- [Exercise goal]: What follows is a set of records; restate each one word for word and drop the pictures.

(Stored data)
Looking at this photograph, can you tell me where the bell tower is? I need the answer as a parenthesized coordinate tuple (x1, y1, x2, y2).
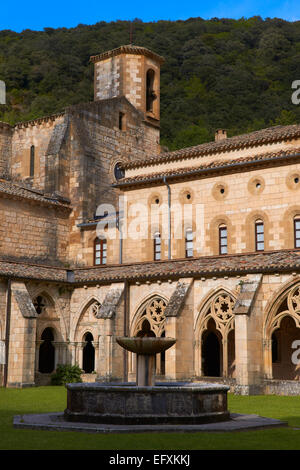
(90, 45, 164, 127)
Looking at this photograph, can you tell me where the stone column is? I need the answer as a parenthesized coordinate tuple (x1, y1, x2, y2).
(164, 316, 176, 380)
(93, 341, 99, 372)
(263, 339, 273, 379)
(223, 337, 228, 377)
(35, 341, 42, 372)
(78, 342, 85, 370)
(194, 338, 201, 377)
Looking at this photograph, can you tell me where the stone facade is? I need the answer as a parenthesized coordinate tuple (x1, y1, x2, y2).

- [Output of the exercise]:
Looking at this photograph, can you tell me where the bell tower is? I need the answer as a parenthesized coordinate tuple (x1, y1, x2, y2).
(90, 45, 164, 127)
Looking at this photograph, can you tell me where the stone column is? I need the answer as a parenthesized coordinate tuple (x1, y1, x2, y2).
(164, 316, 176, 380)
(93, 341, 99, 372)
(263, 339, 273, 379)
(223, 337, 228, 377)
(35, 341, 42, 372)
(78, 342, 85, 370)
(194, 338, 201, 377)
Looking at this photograph, can you tell me where the stone facade is? I need the answer as a parenthesized coordinate tuple (x1, y1, x2, y2).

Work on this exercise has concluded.